- Stored data:

◆ ◆ ◆ ◆

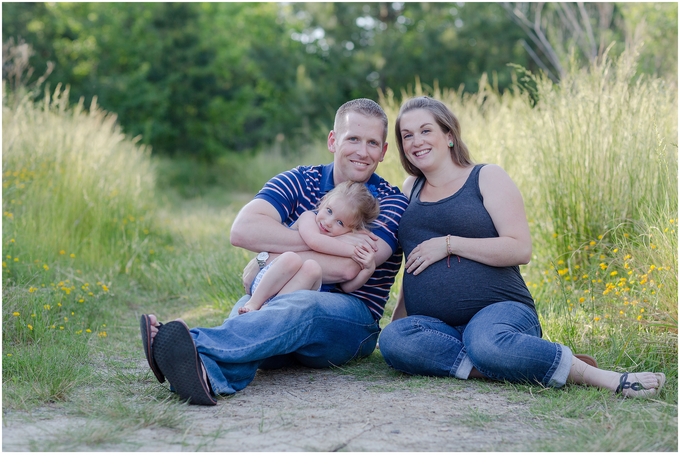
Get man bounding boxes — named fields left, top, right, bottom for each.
left=140, top=98, right=409, bottom=405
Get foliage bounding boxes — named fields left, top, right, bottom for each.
left=4, top=2, right=675, bottom=163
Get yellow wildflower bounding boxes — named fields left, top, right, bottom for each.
left=12, top=311, right=20, bottom=316
left=27, top=324, right=33, bottom=331
left=59, top=250, right=66, bottom=255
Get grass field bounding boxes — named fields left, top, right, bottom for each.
left=2, top=49, right=677, bottom=451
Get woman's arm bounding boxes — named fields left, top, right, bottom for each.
left=297, top=211, right=360, bottom=258
left=405, top=165, right=532, bottom=275
left=390, top=279, right=407, bottom=322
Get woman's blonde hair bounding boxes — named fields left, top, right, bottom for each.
left=318, top=181, right=380, bottom=231
left=395, top=96, right=473, bottom=176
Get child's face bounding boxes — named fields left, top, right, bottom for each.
left=315, top=197, right=356, bottom=237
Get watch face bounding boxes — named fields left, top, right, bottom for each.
left=257, top=252, right=268, bottom=261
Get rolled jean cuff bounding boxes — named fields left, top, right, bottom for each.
left=547, top=344, right=573, bottom=388
left=454, top=355, right=475, bottom=380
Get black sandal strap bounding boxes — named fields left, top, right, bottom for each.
left=616, top=372, right=645, bottom=394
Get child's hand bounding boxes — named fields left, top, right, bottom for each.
left=352, top=245, right=376, bottom=270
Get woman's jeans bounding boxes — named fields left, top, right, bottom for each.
left=379, top=301, right=572, bottom=388
left=190, top=290, right=380, bottom=395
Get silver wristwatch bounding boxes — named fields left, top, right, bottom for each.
left=256, top=251, right=269, bottom=269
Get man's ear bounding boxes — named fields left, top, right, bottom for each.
left=327, top=130, right=336, bottom=152
left=380, top=142, right=388, bottom=162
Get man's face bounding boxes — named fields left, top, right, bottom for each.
left=328, top=112, right=387, bottom=185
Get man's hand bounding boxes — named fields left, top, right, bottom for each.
left=242, top=257, right=259, bottom=294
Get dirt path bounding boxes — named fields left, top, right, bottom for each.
left=3, top=361, right=549, bottom=452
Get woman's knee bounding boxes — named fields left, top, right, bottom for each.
left=378, top=318, right=415, bottom=362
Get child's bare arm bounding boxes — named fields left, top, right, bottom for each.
left=338, top=246, right=376, bottom=293
left=297, top=211, right=357, bottom=258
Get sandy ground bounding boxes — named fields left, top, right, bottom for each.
left=2, top=360, right=550, bottom=453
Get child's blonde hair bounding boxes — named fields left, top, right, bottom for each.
left=318, top=181, right=380, bottom=231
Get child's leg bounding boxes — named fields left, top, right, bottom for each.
left=278, top=259, right=323, bottom=294
left=239, top=252, right=303, bottom=313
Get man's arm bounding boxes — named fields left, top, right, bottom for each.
left=230, top=199, right=309, bottom=253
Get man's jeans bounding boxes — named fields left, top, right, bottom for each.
left=190, top=290, right=380, bottom=395
left=379, top=301, right=572, bottom=388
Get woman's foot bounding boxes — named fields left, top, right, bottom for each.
left=569, top=356, right=665, bottom=398
left=612, top=372, right=666, bottom=398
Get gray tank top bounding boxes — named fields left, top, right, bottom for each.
left=398, top=164, right=535, bottom=326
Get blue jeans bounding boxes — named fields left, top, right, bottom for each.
left=379, top=301, right=572, bottom=388
left=189, top=290, right=380, bottom=395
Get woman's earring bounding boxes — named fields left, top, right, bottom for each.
left=448, top=142, right=454, bottom=148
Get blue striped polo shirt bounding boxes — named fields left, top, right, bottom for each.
left=254, top=163, right=408, bottom=320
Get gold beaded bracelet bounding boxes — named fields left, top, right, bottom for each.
left=445, top=234, right=460, bottom=268
left=446, top=234, right=452, bottom=268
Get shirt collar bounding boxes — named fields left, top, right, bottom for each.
left=321, top=163, right=381, bottom=194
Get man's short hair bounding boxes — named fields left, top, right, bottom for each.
left=334, top=98, right=388, bottom=143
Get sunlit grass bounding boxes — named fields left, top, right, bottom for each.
left=2, top=86, right=157, bottom=274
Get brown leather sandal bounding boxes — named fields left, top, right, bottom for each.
left=574, top=354, right=598, bottom=368
left=140, top=314, right=165, bottom=383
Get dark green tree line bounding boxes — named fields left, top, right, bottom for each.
left=3, top=2, right=675, bottom=161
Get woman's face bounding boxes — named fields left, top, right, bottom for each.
left=399, top=109, right=452, bottom=172
left=315, top=196, right=355, bottom=237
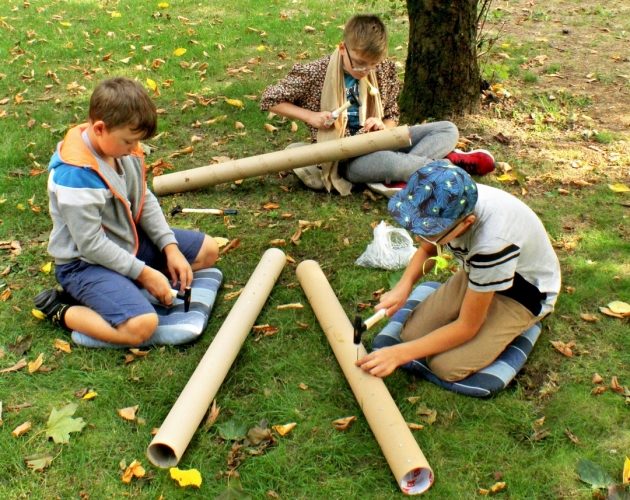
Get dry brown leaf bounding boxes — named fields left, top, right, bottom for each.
left=168, top=146, right=194, bottom=158
left=0, top=358, right=27, bottom=374
left=550, top=340, right=575, bottom=357
left=407, top=422, right=425, bottom=431
left=252, top=324, right=279, bottom=337
left=272, top=422, right=296, bottom=436
left=592, top=373, right=603, bottom=384
left=224, top=289, right=243, bottom=301
left=276, top=303, right=303, bottom=310
left=203, top=399, right=220, bottom=430
left=234, top=121, right=245, bottom=129
left=579, top=312, right=599, bottom=323
left=121, top=459, right=145, bottom=483
left=118, top=405, right=139, bottom=421
left=264, top=123, right=278, bottom=133
left=332, top=416, right=356, bottom=431
left=269, top=239, right=286, bottom=246
left=610, top=376, right=624, bottom=394
left=219, top=238, right=240, bottom=255
left=564, top=428, right=580, bottom=444
left=591, top=386, right=607, bottom=395
left=298, top=382, right=309, bottom=390
left=27, top=353, right=44, bottom=373
left=53, top=339, right=71, bottom=353
left=263, top=202, right=280, bottom=210
left=12, top=421, right=32, bottom=437
left=290, top=121, right=298, bottom=133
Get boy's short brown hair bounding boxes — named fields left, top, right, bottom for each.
left=89, top=77, right=157, bottom=139
left=343, top=14, right=388, bottom=59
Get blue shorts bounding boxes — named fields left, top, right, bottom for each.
left=55, top=228, right=205, bottom=327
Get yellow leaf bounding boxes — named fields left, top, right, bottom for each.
left=169, top=467, right=202, bottom=488
left=225, top=98, right=244, bottom=109
left=53, top=338, right=72, bottom=353
left=213, top=237, right=229, bottom=248
left=28, top=353, right=44, bottom=374
left=40, top=261, right=53, bottom=274
left=31, top=309, right=46, bottom=320
left=111, top=11, right=122, bottom=18
left=146, top=78, right=158, bottom=91
left=82, top=391, right=98, bottom=400
left=490, top=482, right=507, bottom=493
left=118, top=405, right=139, bottom=421
left=256, top=45, right=266, bottom=52
left=59, top=21, right=72, bottom=27
left=272, top=422, right=296, bottom=436
left=623, top=456, right=630, bottom=485
left=608, top=183, right=629, bottom=193
left=607, top=300, right=630, bottom=316
left=173, top=48, right=187, bottom=57
left=496, top=173, right=517, bottom=183
left=16, top=203, right=25, bottom=211
left=122, top=460, right=145, bottom=483
left=158, top=1, right=170, bottom=8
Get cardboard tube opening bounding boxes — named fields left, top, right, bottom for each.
left=146, top=443, right=178, bottom=468
left=401, top=468, right=434, bottom=495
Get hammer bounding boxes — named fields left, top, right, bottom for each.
left=170, top=205, right=238, bottom=217
left=170, top=287, right=192, bottom=312
left=353, top=309, right=387, bottom=359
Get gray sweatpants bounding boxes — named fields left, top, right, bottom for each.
left=343, top=121, right=459, bottom=183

◆ ◆ ◆ ◆

If a record holds a picture, leave the picture out, but copy everything else exactly.

Get man bounding boxes — named fields left, top, right, bottom for each.
left=140, top=98, right=409, bottom=405
Get foliage bounding boxes — named fields left, top, right, bottom for each.
left=4, top=2, right=675, bottom=163
Get yellow wildflower bounding boxes — named fields left, top, right, bottom for each.
left=12, top=311, right=20, bottom=316
left=27, top=324, right=33, bottom=331
left=59, top=250, right=66, bottom=255
Get grass field bounding boxes — named fields left, top, right, bottom for each.
left=2, top=49, right=677, bottom=451
Get woman's arm bounding boxes — named fields left, top, right, bottom for each.
left=297, top=211, right=360, bottom=258
left=405, top=165, right=532, bottom=275
left=390, top=279, right=407, bottom=322
Get woman's blonde hair bounding boxes — named fields left, top, right, bottom for each.
left=318, top=181, right=380, bottom=231
left=395, top=96, right=473, bottom=176
Get child's face bounding boxes — named fields left, top, right, bottom for each.
left=315, top=197, right=356, bottom=237
Get watch face bounding boxes — named fields left, top, right, bottom for each.
left=257, top=252, right=268, bottom=261
Get rolled jean cuff bounding boxes — named fields left, top, right, bottom for each.
left=547, top=344, right=573, bottom=388
left=454, top=355, right=475, bottom=380
Get black sandal strap bounding boxes — named fields left, top, right, bottom for each.
left=616, top=372, right=645, bottom=394
Get child's hand bounding boxes — named fields left, top, right, bottom for each.
left=352, top=245, right=376, bottom=270
Get woman's jeans bounding boxes — named fields left, top, right, bottom for each.
left=379, top=301, right=572, bottom=388
left=190, top=290, right=380, bottom=395
Get silver wristwatch bounding boxes — named fields left, top, right, bottom for each.
left=256, top=251, right=269, bottom=269
Get man's ear bounding boxes — named fields left, top, right, bottom for each.
left=327, top=130, right=336, bottom=152
left=380, top=142, right=388, bottom=162
Get man's face bounding boxes — named fields left, top, right, bottom for each.
left=328, top=112, right=387, bottom=185
Get man's hand bounding boxes — named fields left, top, right, bottom for each.
left=242, top=257, right=259, bottom=294
Get dirt path bounding boxes — named fields left, top, right, bottom for each.
left=3, top=361, right=549, bottom=452
Get woman's knee bounding boxes — named fields left, top, right, bottom for each.
left=378, top=318, right=415, bottom=362
Get child's bare arm bounding boxes — named fields left, top, right, bottom for each.
left=338, top=246, right=376, bottom=293
left=297, top=211, right=357, bottom=258
Get sandy ground bounding boxes — named fields left, top, right, bottom for each.
left=2, top=360, right=550, bottom=453
Get child's blonde hair bounding boxes — named fields left, top, right, bottom for each.
left=318, top=181, right=380, bottom=231
Get child's leg bounding boxes — named fields left, top, right, bottom for each.
left=278, top=259, right=323, bottom=294
left=239, top=252, right=303, bottom=313
Get man's arm bounding boxes — named fields left, top, right, bottom for each.
left=230, top=199, right=309, bottom=253
Get man's jeans bounding boxes — named fields left, top, right, bottom for each.
left=190, top=290, right=380, bottom=395
left=379, top=301, right=572, bottom=388
Get woman's foot bounding boxes — named fields left, top, right, bottom for each.
left=569, top=356, right=665, bottom=398
left=612, top=372, right=666, bottom=398
Get gray tank top bounding boxes — named fields left, top, right, bottom for each.
left=398, top=164, right=535, bottom=326
Get blue jeans bounding boxes — named fields left, top, right, bottom for each.
left=379, top=301, right=572, bottom=388
left=189, top=290, right=380, bottom=395
Get woman's earring bounding boxes — named fields left, top, right, bottom for each.
left=448, top=142, right=454, bottom=148
Get blue striped polo shirt bounding boxes — named fields left, top, right, bottom for each.
left=254, top=163, right=408, bottom=320
Get gold beaded bracelet bounding boxes — named fields left, top, right, bottom for each.
left=445, top=234, right=460, bottom=268
left=446, top=234, right=452, bottom=268
Get shirt collar bounding boxes — named fields left, top, right, bottom for each.
left=321, top=163, right=381, bottom=194
Get man's short hair bounding boxes — named fields left, top, right, bottom for each.
left=334, top=98, right=388, bottom=143
Get sunlit grass bounding boxes — named fields left, top, right, bottom for each.
left=2, top=86, right=157, bottom=274
Get brown leather sandal bounding boxes — named fields left, top, right, bottom for each.
left=574, top=354, right=598, bottom=368
left=140, top=314, right=165, bottom=383
Get dark green tree line bounding boxes — named fields left, top, right, bottom for each.
left=3, top=2, right=675, bottom=161
Get woman's face bounding boxes — named fields left, top, right, bottom for each.
left=399, top=109, right=452, bottom=172
left=315, top=196, right=355, bottom=237
Get dry brown leaf bounding boxes — named fields left, top, right, bottom for each.
left=168, top=146, right=194, bottom=158
left=0, top=358, right=27, bottom=374
left=550, top=340, right=575, bottom=357
left=407, top=422, right=425, bottom=431
left=252, top=324, right=279, bottom=337
left=272, top=422, right=296, bottom=436
left=592, top=373, right=603, bottom=384
left=224, top=289, right=243, bottom=301
left=276, top=303, right=303, bottom=310
left=203, top=399, right=220, bottom=430
left=234, top=121, right=245, bottom=129
left=579, top=312, right=599, bottom=323
left=121, top=459, right=145, bottom=483
left=118, top=405, right=139, bottom=421
left=264, top=123, right=278, bottom=133
left=332, top=416, right=356, bottom=431
left=269, top=239, right=286, bottom=246
left=610, top=376, right=624, bottom=394
left=219, top=238, right=240, bottom=255
left=564, top=428, right=580, bottom=444
left=591, top=386, right=607, bottom=395
left=298, top=382, right=309, bottom=390
left=27, top=353, right=44, bottom=373
left=53, top=339, right=71, bottom=353
left=263, top=202, right=280, bottom=210
left=12, top=421, right=32, bottom=437
left=290, top=121, right=298, bottom=133
Get boy's short brown hair bounding boxes — named fields left, top, right, bottom for each.
left=89, top=77, right=157, bottom=139
left=343, top=14, right=388, bottom=59
Get blue shorts bounding boxes — named fields left, top, right, bottom for each.
left=55, top=228, right=205, bottom=327
Get yellow leaf bounding boxes — named fields left, top, right, bottom for each.
left=169, top=467, right=202, bottom=488
left=225, top=98, right=244, bottom=109
left=53, top=338, right=72, bottom=353
left=213, top=237, right=229, bottom=248
left=28, top=353, right=44, bottom=374
left=40, top=261, right=53, bottom=274
left=31, top=309, right=46, bottom=320
left=111, top=11, right=122, bottom=18
left=146, top=78, right=158, bottom=91
left=82, top=391, right=98, bottom=400
left=490, top=482, right=507, bottom=493
left=118, top=405, right=139, bottom=421
left=256, top=45, right=266, bottom=52
left=59, top=21, right=72, bottom=27
left=272, top=422, right=296, bottom=436
left=623, top=456, right=630, bottom=485
left=608, top=183, right=629, bottom=193
left=607, top=300, right=630, bottom=316
left=173, top=48, right=187, bottom=57
left=496, top=173, right=517, bottom=183
left=16, top=203, right=25, bottom=211
left=122, top=460, right=145, bottom=483
left=158, top=1, right=170, bottom=8
Get cardboard tube opening bounding boxes — named fields left, top, right, bottom for each.
left=146, top=443, right=178, bottom=468
left=401, top=468, right=434, bottom=495
Get hammer bounding boxes — named fields left, top, right, bottom for each.
left=170, top=205, right=238, bottom=217
left=170, top=287, right=192, bottom=312
left=353, top=309, right=387, bottom=359
Get gray sweatpants bounding boxes — named fields left, top, right, bottom for each.
left=343, top=121, right=459, bottom=183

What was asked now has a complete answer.